Tasks to carry out:
a. Answer these about the Auto Loader article:
(i) What data source does Auto Loader provide?
(ii) Which command does the article say to run to see the structure of the streamed data?
(iii) What output mode does the article say Auto Loader currently supports?
b. Set down, word for word, the part of the Auto Loader article that opens with the words containing "Write a Stream" and closes with "the defined location.".

═════ Supplied text ═════

Managing Auto Loader Resources


By:   |   Updated: 2021-09-01   |   Comments   |   Related: > Azure Databricks


Problem

Auto Loader is a Databricks-specific Spark resource that provides a data source called cloudFiles which is capable of advanced streaming capabilities. These capabilities include gracefully handling evolving streaming data schemas, tracking changing schemas through captured versions in ADLS gen2 schema folder locations, inferring schemas and/or defining schemas through schema hints. Auto Loader automatically creates an Event Grid subscription within a topic and there is an Azure limitation of 500 hundred subscriptions per topic. Since Auto Loader can be set up within Databricks by writing a few lines of code, how can we programmatically manage Auto Loader resources within a Databricks notebook?

Solution

Auto Loader automatically creates an Event Grid subscription and passes incoming files to a storage queue which is then read by a Databricks data frame via the cloudFiles source. The process of setting up Auto Loader involves running a few lines of code in a notebook after granting appropriate access to the necessary resources. Since there are numerous Azure Event Grid quotas and limits including 500 event subscriptions per topic, there are efficient methods of managing these subscriptions programmatically within a Databricks notebook to prevent some of these quotas and limits from being reached. In this article, you will learn about methods for managing Auto Loader resources. As a pre-requisite, ensure that you have created an Azure Data Lake Storage Account and container, loaded data into the container, created a Databricks Account, cluster and notebook, and ran the necessary Auto Loader cloudFiles scripts.

AutoLoaderFlow Auto Loader architectural flow diagram

Read a Stream

Once you register Auto Loader, run the spark.readStream command with the cloudFiles source, while accounting for the cloudfile and Additional options. This will setup a data frame which will begin listening for streaming data within the defined ADLS gen2 folder path.

ReadStream Script to read stream in Databricks

Here is the readStream code that you will need to run by pre-defining the cloudFiles options and storage location mount point.

df = (spark.readStream.format("cloudFiles")
      .options(**cloudfile)
      .options(**AdditionalOptions)
      .load("/mnt/raw/Customer_stream/"))

For the purpose of visualizing the data, run the following df.display() command to get an understanding of the structure of the data that is being streamed into the data frame.

DisplayReadStream Display the read stream in databricks

Write a Stream

One of the advantages of Auto Loader is that you have the capability of writing the stream as Delta format. Note that Auto Loader is currently an append only output mode. The code listed in the figure below will append the incoming Auto Loader stream to the defined location in Delta format. Once the code is run, notice that is will generate an ID. This ID is the unique identifier of the writeStream query. Keep track of this ID which you will use to keep track of the Auto Loader resource management process along the way.

WriteStream Script to write stream in Databricks

Here is the code that you will need to run to append the data stream in Delta format to the defined location.

═════ Dataset extract ═════

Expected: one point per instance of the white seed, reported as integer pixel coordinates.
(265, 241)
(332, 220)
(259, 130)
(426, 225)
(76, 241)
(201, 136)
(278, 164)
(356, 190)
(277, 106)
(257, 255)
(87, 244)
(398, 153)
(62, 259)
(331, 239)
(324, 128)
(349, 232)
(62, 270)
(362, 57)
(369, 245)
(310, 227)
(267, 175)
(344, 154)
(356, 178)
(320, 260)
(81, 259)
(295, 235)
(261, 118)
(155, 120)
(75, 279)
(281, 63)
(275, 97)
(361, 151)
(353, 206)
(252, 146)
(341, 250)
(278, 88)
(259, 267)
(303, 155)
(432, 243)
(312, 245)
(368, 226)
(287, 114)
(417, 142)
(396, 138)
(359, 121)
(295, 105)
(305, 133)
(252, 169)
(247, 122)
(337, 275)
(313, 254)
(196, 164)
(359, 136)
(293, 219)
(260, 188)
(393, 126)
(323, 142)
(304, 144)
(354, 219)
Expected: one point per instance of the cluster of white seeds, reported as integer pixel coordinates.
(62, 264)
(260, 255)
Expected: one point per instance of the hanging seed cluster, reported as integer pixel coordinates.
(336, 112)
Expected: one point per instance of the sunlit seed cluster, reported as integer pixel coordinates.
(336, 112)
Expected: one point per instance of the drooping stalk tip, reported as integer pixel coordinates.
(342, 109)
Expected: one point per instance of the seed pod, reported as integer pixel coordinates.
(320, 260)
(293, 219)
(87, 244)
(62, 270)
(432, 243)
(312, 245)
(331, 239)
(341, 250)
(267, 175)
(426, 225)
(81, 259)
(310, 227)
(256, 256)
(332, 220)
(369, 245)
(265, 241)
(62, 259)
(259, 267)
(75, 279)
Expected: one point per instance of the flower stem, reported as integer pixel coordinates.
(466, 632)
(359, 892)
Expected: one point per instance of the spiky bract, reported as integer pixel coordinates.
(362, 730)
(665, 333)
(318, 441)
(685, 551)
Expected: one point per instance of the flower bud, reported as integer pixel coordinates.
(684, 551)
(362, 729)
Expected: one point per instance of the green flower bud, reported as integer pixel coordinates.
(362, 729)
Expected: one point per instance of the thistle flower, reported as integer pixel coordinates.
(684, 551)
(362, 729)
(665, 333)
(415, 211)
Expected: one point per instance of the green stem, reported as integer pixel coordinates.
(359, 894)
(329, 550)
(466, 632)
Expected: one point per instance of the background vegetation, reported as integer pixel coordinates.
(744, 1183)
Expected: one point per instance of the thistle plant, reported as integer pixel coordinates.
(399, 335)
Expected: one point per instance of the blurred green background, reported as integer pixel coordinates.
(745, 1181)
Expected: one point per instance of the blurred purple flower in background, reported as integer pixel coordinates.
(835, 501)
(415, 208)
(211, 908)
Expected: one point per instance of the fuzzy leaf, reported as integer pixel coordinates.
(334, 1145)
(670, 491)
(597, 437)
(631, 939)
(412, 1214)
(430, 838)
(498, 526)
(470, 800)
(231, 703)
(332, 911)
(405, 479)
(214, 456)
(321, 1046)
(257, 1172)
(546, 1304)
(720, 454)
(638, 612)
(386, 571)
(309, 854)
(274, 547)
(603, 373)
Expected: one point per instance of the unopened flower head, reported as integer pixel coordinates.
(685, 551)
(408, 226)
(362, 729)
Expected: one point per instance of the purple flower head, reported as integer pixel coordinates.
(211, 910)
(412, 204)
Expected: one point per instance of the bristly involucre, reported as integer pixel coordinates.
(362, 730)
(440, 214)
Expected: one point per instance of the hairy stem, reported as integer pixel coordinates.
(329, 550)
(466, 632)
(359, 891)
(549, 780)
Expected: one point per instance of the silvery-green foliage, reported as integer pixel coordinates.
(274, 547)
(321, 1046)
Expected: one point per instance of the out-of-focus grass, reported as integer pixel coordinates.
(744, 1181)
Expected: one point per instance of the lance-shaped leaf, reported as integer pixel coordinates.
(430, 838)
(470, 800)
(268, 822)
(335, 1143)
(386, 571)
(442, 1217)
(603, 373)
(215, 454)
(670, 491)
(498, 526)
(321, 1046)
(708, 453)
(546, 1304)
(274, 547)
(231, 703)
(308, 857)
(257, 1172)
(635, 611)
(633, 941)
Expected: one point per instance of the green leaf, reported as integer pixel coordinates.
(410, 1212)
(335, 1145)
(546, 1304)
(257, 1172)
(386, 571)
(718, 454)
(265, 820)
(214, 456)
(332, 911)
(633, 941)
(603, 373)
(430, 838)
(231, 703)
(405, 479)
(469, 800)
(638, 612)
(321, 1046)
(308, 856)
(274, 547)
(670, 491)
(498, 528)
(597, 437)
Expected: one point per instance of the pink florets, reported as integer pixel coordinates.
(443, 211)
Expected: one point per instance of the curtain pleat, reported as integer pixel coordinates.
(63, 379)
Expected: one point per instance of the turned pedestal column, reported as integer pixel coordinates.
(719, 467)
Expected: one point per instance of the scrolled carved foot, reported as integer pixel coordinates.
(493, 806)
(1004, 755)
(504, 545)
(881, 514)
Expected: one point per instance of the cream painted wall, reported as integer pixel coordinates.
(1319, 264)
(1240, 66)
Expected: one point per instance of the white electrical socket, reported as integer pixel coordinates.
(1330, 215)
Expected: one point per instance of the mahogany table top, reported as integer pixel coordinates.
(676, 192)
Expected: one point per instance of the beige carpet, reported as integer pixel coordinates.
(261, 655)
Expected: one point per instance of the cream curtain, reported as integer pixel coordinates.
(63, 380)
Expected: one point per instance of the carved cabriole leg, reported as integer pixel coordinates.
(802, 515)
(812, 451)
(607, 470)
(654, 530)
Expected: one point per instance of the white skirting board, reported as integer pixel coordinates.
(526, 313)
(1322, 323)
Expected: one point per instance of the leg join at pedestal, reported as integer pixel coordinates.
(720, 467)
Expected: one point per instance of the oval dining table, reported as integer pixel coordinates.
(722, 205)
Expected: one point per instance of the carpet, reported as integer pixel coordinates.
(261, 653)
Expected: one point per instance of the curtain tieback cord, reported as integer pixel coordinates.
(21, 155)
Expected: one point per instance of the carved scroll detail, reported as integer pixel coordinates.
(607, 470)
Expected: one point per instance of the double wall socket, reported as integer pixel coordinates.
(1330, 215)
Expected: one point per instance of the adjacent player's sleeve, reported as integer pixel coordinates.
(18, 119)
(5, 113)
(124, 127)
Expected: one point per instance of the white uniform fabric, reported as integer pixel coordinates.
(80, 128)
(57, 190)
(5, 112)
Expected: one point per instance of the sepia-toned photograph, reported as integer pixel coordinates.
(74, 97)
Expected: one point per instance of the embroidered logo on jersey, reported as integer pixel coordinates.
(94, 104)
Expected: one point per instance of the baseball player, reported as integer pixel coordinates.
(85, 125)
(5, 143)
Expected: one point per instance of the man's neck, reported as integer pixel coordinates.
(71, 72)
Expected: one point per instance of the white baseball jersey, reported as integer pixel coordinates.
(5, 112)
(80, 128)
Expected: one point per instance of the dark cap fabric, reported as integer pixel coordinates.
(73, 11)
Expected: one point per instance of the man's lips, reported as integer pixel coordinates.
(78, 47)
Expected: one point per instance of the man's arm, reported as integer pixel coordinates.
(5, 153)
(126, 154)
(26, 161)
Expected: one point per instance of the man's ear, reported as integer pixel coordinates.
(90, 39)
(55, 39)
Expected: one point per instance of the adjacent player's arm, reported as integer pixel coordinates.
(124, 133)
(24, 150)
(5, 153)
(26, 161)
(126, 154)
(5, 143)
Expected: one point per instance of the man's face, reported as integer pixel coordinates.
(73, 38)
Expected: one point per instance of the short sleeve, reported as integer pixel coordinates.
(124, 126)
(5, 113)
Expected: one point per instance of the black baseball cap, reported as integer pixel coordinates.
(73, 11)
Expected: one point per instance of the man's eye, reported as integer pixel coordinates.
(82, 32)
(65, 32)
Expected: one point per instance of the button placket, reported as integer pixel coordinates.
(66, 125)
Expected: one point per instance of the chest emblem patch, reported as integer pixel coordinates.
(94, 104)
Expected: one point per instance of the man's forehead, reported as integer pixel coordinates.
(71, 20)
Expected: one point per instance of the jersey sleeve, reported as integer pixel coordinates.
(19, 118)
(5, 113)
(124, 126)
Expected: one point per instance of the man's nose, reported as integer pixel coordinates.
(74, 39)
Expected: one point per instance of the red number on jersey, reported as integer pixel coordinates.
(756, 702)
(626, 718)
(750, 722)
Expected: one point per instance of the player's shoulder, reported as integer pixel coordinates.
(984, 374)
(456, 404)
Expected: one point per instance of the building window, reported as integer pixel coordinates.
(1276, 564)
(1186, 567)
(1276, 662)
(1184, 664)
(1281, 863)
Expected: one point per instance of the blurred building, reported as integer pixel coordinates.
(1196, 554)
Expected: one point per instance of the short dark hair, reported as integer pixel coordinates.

═════

Worked answers:
a.
(i) cloudFiles
(ii) df.display()
(iii) Append only

b.
Write a Stream

One of the advantages of Auto Loader is that you have the capability of writing the stream as Delta format. Note that Auto Loader is currently an append only output mode. The code listed in the figure below will append the incoming Auto Loader stream to the defined location in Delta format. Once the code is run, notice that is will generate an ID. This ID is the unique identifier of the writeStream query. Keep track of this ID which you will use to keep track of the Auto Loader resource management process along the way.

WriteStream Script to write stream in Databricks

Here is the code that you will need to run to append the data stream in Delta format to the defined location.